* WORK INSTRUCTIONS: Extract, exactly and without pictures, every line from the one that includes "Target: van side window" through the final line of the material below.

*** PROVIDED INFORMATION

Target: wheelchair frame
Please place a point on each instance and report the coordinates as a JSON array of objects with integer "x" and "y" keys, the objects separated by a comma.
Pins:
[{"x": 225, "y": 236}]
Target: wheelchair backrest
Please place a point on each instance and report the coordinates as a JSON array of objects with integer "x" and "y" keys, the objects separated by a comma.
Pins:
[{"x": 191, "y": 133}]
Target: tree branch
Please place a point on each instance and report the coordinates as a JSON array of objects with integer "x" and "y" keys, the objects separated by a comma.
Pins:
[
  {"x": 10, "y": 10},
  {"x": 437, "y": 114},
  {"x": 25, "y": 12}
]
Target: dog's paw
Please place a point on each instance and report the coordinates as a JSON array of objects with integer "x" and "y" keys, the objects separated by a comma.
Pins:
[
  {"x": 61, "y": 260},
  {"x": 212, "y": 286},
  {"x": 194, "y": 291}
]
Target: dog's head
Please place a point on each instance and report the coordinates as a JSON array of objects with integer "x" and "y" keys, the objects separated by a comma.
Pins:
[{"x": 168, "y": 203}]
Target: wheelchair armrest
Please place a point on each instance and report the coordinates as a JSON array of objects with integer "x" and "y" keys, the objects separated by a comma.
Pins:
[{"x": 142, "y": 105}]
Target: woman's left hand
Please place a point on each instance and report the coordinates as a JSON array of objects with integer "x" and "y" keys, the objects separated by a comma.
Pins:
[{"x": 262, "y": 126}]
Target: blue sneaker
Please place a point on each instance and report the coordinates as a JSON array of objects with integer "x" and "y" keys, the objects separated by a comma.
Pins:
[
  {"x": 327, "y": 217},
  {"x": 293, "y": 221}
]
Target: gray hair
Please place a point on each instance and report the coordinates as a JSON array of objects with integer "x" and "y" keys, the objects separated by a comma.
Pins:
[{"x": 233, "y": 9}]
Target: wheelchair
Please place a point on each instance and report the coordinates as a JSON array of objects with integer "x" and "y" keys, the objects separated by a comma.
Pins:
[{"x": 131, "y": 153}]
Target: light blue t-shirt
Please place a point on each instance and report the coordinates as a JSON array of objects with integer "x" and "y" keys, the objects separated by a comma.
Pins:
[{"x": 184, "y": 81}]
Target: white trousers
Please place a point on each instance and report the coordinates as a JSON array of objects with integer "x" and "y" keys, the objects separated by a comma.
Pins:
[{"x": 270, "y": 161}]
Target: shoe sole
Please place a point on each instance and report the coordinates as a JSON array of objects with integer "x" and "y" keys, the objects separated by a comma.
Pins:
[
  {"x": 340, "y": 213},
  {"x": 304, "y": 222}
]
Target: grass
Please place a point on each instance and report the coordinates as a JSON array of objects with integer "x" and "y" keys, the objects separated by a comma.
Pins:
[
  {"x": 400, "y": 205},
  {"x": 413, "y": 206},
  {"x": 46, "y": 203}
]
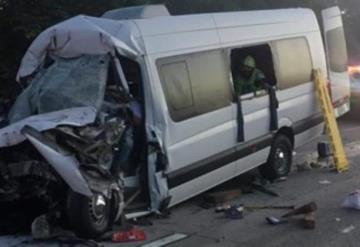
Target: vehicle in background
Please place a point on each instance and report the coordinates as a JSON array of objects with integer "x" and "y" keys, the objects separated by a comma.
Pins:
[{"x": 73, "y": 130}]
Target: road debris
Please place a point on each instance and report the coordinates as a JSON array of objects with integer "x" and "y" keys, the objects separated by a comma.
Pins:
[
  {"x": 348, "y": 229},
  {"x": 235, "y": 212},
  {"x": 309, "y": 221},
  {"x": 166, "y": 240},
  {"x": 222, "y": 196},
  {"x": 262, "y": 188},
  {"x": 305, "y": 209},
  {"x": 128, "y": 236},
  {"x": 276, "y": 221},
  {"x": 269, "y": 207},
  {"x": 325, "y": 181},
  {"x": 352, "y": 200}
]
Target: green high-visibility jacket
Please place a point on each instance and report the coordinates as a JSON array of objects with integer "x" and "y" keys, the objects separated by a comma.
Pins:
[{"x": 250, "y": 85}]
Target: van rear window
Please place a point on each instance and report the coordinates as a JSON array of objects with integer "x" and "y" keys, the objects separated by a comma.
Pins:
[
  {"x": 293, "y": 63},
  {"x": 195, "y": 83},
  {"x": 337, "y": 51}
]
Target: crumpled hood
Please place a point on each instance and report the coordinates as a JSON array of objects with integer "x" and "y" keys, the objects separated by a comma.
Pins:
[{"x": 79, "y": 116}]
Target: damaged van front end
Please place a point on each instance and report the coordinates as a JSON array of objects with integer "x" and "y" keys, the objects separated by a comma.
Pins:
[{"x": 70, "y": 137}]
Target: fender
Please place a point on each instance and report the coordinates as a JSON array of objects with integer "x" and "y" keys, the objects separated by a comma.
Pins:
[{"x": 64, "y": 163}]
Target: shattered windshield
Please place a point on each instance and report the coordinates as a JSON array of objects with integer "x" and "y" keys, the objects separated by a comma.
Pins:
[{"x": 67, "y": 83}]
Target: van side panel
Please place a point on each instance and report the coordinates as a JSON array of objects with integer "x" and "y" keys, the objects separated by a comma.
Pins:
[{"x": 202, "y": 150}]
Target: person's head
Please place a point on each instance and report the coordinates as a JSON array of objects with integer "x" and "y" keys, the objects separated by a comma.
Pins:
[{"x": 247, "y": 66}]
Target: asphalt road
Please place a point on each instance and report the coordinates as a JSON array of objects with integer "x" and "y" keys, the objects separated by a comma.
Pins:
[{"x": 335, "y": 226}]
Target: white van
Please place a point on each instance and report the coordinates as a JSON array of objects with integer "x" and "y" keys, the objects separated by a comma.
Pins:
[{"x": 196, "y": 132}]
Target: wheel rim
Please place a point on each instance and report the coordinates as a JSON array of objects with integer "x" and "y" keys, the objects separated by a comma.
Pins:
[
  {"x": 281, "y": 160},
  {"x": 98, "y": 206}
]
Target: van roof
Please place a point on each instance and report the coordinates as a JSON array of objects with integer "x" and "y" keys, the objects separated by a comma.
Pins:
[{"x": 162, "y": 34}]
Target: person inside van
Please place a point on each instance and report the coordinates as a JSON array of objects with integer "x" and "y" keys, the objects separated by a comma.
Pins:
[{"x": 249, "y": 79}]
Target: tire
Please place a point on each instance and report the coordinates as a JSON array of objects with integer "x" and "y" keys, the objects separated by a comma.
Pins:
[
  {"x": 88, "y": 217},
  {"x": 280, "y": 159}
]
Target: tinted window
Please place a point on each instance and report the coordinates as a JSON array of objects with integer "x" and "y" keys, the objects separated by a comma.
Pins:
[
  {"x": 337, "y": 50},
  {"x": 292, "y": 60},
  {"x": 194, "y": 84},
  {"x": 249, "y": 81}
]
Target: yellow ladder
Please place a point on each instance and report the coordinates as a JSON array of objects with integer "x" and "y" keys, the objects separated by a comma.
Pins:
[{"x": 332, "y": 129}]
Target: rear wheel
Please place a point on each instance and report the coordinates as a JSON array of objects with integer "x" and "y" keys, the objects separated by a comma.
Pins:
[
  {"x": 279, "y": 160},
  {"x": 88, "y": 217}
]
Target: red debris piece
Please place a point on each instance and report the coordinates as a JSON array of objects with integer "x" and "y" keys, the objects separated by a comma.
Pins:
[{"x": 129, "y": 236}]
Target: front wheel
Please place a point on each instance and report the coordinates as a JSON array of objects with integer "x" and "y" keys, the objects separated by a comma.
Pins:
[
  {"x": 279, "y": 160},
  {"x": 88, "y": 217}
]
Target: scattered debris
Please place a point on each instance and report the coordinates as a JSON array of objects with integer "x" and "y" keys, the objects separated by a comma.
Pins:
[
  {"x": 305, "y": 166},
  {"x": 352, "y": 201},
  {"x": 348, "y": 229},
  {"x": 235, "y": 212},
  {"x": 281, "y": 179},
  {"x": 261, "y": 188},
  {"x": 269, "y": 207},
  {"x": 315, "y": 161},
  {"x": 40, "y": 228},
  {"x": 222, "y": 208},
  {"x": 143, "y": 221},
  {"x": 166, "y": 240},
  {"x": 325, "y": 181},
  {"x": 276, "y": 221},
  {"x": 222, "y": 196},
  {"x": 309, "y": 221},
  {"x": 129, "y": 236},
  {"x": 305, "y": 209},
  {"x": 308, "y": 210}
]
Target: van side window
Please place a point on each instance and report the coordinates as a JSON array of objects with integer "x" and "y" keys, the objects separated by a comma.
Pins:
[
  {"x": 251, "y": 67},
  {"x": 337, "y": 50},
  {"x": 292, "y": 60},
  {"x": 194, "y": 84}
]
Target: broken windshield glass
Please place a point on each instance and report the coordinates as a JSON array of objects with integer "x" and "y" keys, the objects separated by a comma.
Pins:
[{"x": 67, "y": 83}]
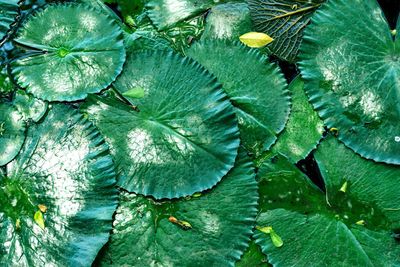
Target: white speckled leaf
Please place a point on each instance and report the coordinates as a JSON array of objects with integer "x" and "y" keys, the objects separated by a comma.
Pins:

******

* EXERCISE ANSWER:
Target: van side window
Please place a point on each instance and report the coordinates as a JSON array of objects with integer "x" and "y" keys, the objects separated by a comma.
Pins:
[
  {"x": 251, "y": 67},
  {"x": 337, "y": 50},
  {"x": 292, "y": 60},
  {"x": 194, "y": 84}
]
Target: broken windshield glass
Please place a point on each instance and report the coordinates as a JSON array of objects with integer "x" and "y" keys, the objects separated by a comma.
Pins:
[{"x": 67, "y": 83}]
Target: white speckled leaf
Please place a point on each instance and report the coordinates as a JSON array of objects with integer "x" and "y" keys, the objects separated by a comma.
Pins:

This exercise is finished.